(Object location annotation data)
===============
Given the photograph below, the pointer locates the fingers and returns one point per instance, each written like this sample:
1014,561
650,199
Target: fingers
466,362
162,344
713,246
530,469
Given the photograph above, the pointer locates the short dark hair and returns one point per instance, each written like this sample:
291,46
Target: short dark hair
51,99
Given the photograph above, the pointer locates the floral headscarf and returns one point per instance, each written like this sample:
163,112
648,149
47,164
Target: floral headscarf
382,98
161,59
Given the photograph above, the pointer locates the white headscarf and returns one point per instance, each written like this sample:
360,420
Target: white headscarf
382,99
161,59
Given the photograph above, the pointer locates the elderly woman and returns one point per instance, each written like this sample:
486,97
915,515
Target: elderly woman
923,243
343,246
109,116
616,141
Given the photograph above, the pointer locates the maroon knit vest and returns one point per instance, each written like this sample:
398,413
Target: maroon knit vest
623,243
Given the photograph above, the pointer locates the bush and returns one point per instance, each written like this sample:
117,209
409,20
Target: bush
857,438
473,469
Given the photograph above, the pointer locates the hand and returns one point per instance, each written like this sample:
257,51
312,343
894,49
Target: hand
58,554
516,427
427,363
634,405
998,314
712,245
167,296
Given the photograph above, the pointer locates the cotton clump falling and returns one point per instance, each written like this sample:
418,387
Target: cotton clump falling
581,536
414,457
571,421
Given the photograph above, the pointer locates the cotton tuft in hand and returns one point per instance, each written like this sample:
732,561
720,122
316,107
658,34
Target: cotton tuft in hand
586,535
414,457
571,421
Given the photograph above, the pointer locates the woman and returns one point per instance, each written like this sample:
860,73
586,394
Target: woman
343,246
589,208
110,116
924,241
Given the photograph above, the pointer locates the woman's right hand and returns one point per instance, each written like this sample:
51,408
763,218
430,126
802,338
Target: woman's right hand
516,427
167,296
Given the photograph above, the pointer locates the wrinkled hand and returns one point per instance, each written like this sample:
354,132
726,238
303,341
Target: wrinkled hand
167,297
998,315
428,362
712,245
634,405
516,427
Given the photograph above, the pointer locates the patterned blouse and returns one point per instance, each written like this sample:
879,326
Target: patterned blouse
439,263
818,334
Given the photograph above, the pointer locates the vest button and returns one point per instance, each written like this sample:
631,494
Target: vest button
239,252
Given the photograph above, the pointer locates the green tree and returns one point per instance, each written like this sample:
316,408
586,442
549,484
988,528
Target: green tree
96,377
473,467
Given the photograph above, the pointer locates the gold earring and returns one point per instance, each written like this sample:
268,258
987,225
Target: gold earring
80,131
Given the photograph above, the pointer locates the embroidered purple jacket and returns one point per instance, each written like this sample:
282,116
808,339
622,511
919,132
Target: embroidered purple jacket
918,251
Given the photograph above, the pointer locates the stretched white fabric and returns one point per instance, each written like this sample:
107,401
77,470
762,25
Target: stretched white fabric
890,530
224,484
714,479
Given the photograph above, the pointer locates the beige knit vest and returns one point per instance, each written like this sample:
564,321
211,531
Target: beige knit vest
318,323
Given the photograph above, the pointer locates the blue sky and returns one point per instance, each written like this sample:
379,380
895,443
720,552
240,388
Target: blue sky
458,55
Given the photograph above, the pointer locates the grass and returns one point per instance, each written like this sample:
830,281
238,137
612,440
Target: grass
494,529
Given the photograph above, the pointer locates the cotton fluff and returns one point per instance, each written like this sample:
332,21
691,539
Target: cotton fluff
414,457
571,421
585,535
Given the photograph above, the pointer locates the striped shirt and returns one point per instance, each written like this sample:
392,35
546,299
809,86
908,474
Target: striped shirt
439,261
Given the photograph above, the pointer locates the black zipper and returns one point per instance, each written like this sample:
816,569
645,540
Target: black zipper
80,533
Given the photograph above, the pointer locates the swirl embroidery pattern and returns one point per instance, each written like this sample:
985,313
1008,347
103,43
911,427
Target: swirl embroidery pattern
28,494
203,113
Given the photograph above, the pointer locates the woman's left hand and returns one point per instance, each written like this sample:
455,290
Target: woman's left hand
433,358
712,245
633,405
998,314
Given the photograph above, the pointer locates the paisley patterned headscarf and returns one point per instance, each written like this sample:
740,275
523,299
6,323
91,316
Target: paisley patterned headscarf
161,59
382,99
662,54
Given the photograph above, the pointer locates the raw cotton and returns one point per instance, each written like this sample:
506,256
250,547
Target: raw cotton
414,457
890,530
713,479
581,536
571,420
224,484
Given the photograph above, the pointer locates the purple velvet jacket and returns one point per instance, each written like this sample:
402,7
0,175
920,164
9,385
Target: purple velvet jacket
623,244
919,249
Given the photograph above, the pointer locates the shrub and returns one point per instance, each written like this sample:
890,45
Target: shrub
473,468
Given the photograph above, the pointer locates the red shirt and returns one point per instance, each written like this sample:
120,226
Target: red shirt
===============
◆ Set task:
Transcribe all of the material exactly. Omit nothing.

◆ Expected answer:
Given the photograph below, the pointer locates the fingers and returns one point per instance, each written like this sample:
1014,561
650,199
Target: fingers
466,362
162,344
713,246
530,469
Given the photograph above, the pointer locates the short dark hair and returns one point per instance, each written like this sample:
291,46
Target: short dark hair
51,99
Given the photograph above, the pointer locates the floral headscarf and returns one point per instance, each written like this sample:
163,112
648,149
47,164
Target: floral headscarf
382,98
161,59
Given the photograph above, the pointer locates the white headscarf and returns one point per instance, each written like this sample:
360,420
Target: white headscarf
382,99
161,59
Given the photograph above, the pointer locates the elderly woman and returns one point per instance, each written like this sample:
486,97
915,515
Target: elderly woman
923,243
343,246
109,116
616,141
Given the photograph above, the pointer locates the maroon knit vest and returns one point per instance, each written like this sample:
398,413
Target: maroon knit vest
623,243
Given the photograph above, the pointer locates the bush and returns one point per instance, each written like this sample:
117,209
409,20
Target: bush
857,438
473,469
Given the photograph above, the pointer locates the hand and returns one point per instance, each written like this sample:
257,51
312,343
894,49
Target: hand
58,554
516,427
427,363
634,405
998,314
712,245
167,296
Given the photograph above, the pointer locates the cotton clump falling and returns one point per instance, each written like this sample:
418,387
Target: cotton clump falling
581,536
414,457
571,421
Given the photograph above, the pointer locates the cotton tuft in hand and returns one point per instance, each written like this sample:
732,561
720,122
316,107
658,34
Target: cotton tuft in hand
586,535
414,457
571,421
Given the photograph above, the pointer locates the woman and returns one point per instance, each written like this sample:
860,73
586,394
Target: woman
343,246
589,208
110,116
924,241
Given the photograph above, the pointer locates the woman's right hand and returns one point per instance, each written like this sample:
51,408
763,218
430,126
802,338
Target: woman's right hand
516,427
167,296
Given the photograph above, the pointer locates the wrinkled hand and returns one point per instance, each written like this sample:
354,132
726,238
303,341
Target: wrinkled hand
167,297
998,315
428,362
712,245
634,405
516,427
Given the photograph above, the pointer locates the patterned blouse and returns one point per instance, each written like this sample:
879,326
Target: patterned blouse
439,263
818,334
Given the photograph above, the pointer locates the vest button and returns one point per instance, each written like this sample:
631,494
Target: vest button
239,252
Given the photograph above, the pointer locates the green tree and returns one point per instance, each written like this sample:
316,408
586,442
549,484
988,528
Target: green tree
96,377
473,467
Given the photograph above, the pointer locates the gold earring and returns one point per instance, each written like this sample:
268,258
987,225
Target: gold earring
80,131
Given the photograph above, the pointer locates the embroidered purple jacket and returns one point per instance, each written like this sample:
282,116
808,339
622,511
919,132
Target: embroidered purple jacket
918,251
Given the photograph above, the pointer locates the stretched white fabric and returns one point per instance, each written like this sample:
107,401
77,470
762,25
Target: stretched white fabric
890,530
224,484
714,479
Given the photograph above, the pointer locates the beige knit vest and returns one point per instance, each written like this sample:
564,321
211,531
Target: beige knit vest
318,323
Given the photograph above, the pointer locates the blue sky and returns one point per instance, each written like this sample:
379,380
895,443
720,552
240,388
Target: blue sky
458,55
Given the photograph above, the pointer locates the grass and returns one point per instance, each written like this sample:
830,281
238,137
612,440
Target: grass
494,529
Given the photograph above, the pointer locates the cotton fluff and returns one point per instance, each written like this sample:
332,21
691,539
Target: cotton fluff
414,457
571,421
585,535
Given the photograph above, the pointer locates the striped shirt and returns one point per instance, each written like this sample:
392,35
546,299
809,86
908,474
Target: striped shirt
439,261
Given the photograph above, the pointer locates the black zipper and returns one point per instance, each written like this sample:
816,569
645,540
Target: black zipper
80,533
Given the photograph above, the pointer locates the swirl embroidery pattern and returns one point per instance, each written like this sample:
985,313
1008,347
103,43
911,427
Target: swirl embroidery pattern
28,494
203,113
Given the photograph above, the pointer locates the woman's left hand and returns one point per instance, each written like this sample:
455,290
Target: woman's left hand
433,358
712,245
633,405
998,314
Given the photograph above, the pointer locates the paisley patterned headscarf and returns one point per instance, each written like this sample:
740,275
523,299
6,323
91,316
Target: paisley patterned headscarf
161,59
382,99
662,54
Given the photograph above, the pointer locates the raw cotton and returns one point per instance, each written like this sample:
506,256
250,547
Target: raw cotton
414,457
890,530
713,479
581,536
571,420
224,484
Given the photograph above, the pointer locates the purple velvet jacket and returns one point per instance, each written like this sample:
402,7
0,175
920,164
9,385
Target: purple velvet jacket
623,244
919,249
Given the photograph above, the pointer locates the shrub and returns one point per instance, each written like this sample:
890,45
Target: shrub
473,468
Given the photograph above, the pointer locates the red shirt and returns one point per instance, each written like this sample:
120,226
Target: red shirt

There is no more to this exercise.